Vermeij’s most recent book argues, “economic principles applicable to humans are the same as those that govern all other forms of life.” As several reviewers have pointed out, Vermeij doesn’t quite pull this off, because what he points out are analogies rather than homologies, instances of suggestive similarities rather than underlying identities. The ability of organisms to store food, for example, is indeed reminiscent of the process of capital formation, but wealth, at least as it is defined in neoclassical economics, simply isn’t measurable in calories. In physics and chemistry, concepts have univocal definitions and mean exactly the same thing whether they are applied to understanding the motive power of steam or the collisions of billiard balls—establishing these identities was the great accomplishment of 19th Century science. No common measures yet unify ecology and economics, however. Economics remains emic, which is technical jargon for a science that accepts the validity of the cultural constructs it studies. Like language, money is a conventional system, which is why economics is more like linguistics than physics. It isn’t obvious that economic analysis can even be usefully applied to the analysis of precapitalist human material culture—a pitched battle has been going on among the anthropologists over this issue for a long time. Applying economics to non-human nature is still more problematic. Indeed, it may be that ideas drawn from population genetics, ethology, ecology, and game theory will do more to make sense out of the foundations of economics than the other way around.

Vermeij’s analogies are often illuminating. He points out, for example, that the adaptive radiations do not immediately follow mass extinction events such as the great Cretaceous die off because adaptive radiations not only require a relaxation of selection pressure in the wake of the disappearance of previously dominant forms but a sufficient mass of energetic resources (think capital) that is not available in the impoverished post-catastrophe environment. Eventually you get a zoo full of new birds and mammals, but for a long time its just ferns and possums. Vermeij also does a good job in making the more general point of the role of predation and parasitism in enriching, enlarging, and diversifying the biosphere over geological time, though the parallels he draws with the creative role of economic inequality in human history are liable to make the reader a little nervous. Vermeij himself doesn’t draw the obvious Social Darwinian conclusions in the last chapter of his book, but it’s hard to escape the impression that he is obsessed with themes of competition and domination.

As has been pointed out in various reviews, many of Vermeij’s substantive conclusions about evolution can be made in terms of the concept of niche construction and coevolution. To some extent, focusing on competition instead of cooperation is a rhetorical or aesthetic decision because the notions are correlative–one cooperates to compete effectively and competes for the sake of collectivities larger than oneself. Vermeij’s emphasis is thus a choice and presumably reflects something beyond the science. The choice involved, however, may not be a simple matter of the author’s psychological proclivities. As the philosopher of science Gerald Holton pointed out some years ago, the specific terms that come to be used to describe scientific discoveries are colored by cultural tendencies. Thus, modern physics is a bunch of differential equations too distant from ordinary human thinking even to be strange. Its public face, all the talk and terminology that emphasizes disconnection, indeterminacy, fission, and relativity, owes more to the Zeitgeist of early 20th Century modernism than anything about its conceptual content. By the same token, the current and sometimes hobbyhorsical fascination with competition evinced by Vermeij and thousands of others is probably also a symptom, specifically, a response to the great fact that the demographic transition is turning this phase of history into a giant game of musical chairs.

Dataset records
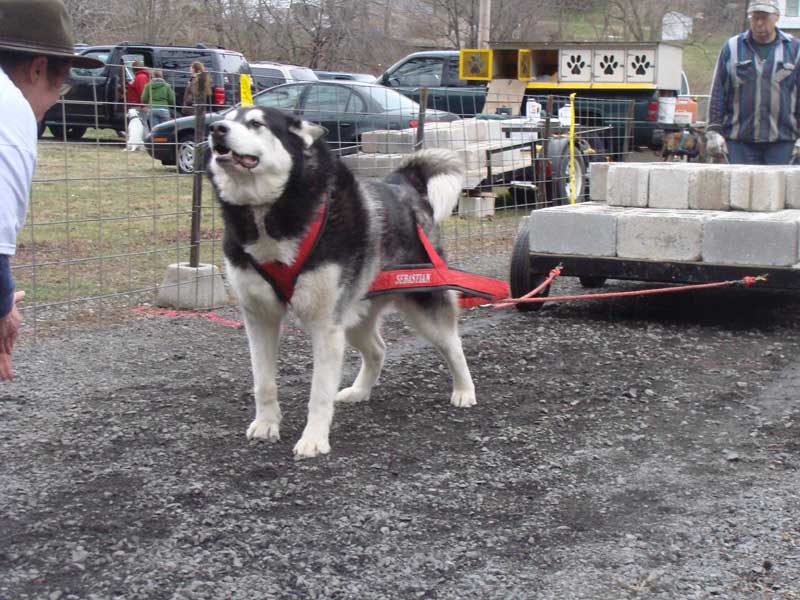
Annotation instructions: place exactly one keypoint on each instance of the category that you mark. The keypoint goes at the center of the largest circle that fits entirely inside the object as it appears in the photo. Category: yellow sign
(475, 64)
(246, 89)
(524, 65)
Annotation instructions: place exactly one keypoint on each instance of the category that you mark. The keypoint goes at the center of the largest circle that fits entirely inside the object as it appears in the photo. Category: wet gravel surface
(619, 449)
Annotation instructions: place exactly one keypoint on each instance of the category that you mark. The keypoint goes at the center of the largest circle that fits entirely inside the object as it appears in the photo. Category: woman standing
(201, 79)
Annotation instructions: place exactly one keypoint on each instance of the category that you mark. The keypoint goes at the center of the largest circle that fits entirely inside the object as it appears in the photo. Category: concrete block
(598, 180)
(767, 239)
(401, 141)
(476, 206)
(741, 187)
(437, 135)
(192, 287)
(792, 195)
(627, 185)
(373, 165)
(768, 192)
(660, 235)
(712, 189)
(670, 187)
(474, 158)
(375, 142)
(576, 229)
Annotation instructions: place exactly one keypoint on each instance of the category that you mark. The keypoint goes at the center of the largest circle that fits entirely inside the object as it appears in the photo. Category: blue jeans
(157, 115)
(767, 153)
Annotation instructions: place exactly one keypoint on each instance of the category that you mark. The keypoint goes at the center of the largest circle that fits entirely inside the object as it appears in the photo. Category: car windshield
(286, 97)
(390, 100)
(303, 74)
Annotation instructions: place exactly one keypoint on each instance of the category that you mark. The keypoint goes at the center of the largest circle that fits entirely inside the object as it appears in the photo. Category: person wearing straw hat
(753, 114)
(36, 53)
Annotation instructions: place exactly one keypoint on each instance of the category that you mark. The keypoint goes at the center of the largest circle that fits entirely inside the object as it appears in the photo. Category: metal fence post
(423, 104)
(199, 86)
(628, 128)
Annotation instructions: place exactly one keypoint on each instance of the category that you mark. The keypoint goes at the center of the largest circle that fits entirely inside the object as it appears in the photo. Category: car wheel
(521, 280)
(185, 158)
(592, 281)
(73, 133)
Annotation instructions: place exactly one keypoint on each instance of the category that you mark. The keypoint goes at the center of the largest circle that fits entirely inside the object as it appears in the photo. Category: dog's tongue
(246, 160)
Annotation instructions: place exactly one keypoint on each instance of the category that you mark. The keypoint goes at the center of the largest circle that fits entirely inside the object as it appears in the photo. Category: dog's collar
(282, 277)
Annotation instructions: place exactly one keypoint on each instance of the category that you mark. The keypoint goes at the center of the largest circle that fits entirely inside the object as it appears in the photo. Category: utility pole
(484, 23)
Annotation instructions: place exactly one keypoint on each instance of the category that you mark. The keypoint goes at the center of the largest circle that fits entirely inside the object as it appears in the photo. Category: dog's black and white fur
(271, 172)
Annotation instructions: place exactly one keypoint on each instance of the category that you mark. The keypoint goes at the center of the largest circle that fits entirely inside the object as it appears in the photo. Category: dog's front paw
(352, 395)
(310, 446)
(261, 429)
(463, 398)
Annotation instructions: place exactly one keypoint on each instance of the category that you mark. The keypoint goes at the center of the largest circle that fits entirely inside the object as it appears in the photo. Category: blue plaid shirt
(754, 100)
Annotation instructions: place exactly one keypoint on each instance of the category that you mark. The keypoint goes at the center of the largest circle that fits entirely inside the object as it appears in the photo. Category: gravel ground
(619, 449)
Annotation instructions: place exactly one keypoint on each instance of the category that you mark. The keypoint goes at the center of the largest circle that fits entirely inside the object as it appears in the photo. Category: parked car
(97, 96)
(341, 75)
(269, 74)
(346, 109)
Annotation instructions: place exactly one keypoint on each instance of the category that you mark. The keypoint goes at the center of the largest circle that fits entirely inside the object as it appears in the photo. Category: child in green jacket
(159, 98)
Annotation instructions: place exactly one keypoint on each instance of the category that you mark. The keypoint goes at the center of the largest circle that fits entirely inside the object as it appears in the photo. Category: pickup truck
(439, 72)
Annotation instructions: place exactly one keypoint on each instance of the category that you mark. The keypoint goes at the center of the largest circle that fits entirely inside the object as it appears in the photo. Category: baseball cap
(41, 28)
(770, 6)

### Action item
In the text on Vermeij's book:
(a) What conventional system does it say money is like?
(b) Besides a relaxation of selection pressure, what do adaptive radiations require that is missing right after a mass extinction?
(c) Which philosopher of science does it cite on cultural tendencies shaping scientific terms?

### Solution for this exercise
(a) Language.
(b) A sufficient mass of energetic resources, which the impoverished post-catastrophe environment lacks.
(c) Gerald Holton.